(Stored data entries)
━━━━━━━━

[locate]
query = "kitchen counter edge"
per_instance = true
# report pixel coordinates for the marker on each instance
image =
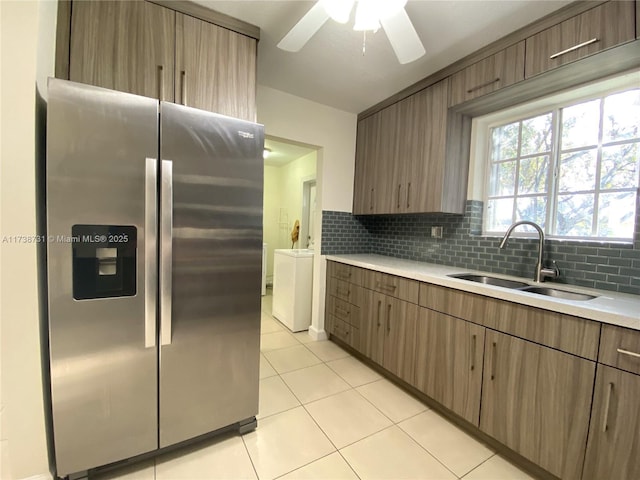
(620, 309)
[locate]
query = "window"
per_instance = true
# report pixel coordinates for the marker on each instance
(572, 168)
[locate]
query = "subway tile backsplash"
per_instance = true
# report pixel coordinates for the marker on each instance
(606, 266)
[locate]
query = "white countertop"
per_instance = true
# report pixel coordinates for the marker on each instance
(609, 307)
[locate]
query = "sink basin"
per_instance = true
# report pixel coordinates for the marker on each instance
(554, 292)
(498, 282)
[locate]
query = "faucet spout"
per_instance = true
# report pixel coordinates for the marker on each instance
(540, 273)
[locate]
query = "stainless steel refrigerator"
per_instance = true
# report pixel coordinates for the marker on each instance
(154, 229)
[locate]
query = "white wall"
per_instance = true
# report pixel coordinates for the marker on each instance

━━━━━━━━

## TRY IT
Give back the data verbatim. The pictures are not part of the copy.

## SOLUTION FOR THIS EXERCISE
[locate]
query = "kitchen counter edge"
per_instance = true
# report pixel coordinates for the marker on each instance
image =
(620, 309)
[locate]
query = "window"
per_instance = true
# report pixel coordinates for the marker on each instance
(572, 168)
[locate]
query = "subway tile backsplash"
per_instance = true
# report pixel coordinates for the marker on each instance
(606, 266)
[locate]
query = "white countertop"
per_instance = true
# report pixel coordinates for the marker on each instance
(609, 307)
[locate]
query = "sink basin"
per_instance = true
# report pixel coordinates for the marker on each instance
(554, 292)
(498, 282)
[locate]
query = "faucet spout"
per_instance = true
# report pixel coordinates for the marker on each instance
(540, 273)
[locate]
query = "stainless steel refrigerator"
per_instance = true
# report pixel coordinates for the marker on each instance
(154, 229)
[locate]
query = "white wall"
per_instance = true
# report pixel coordinates for the marker on each instance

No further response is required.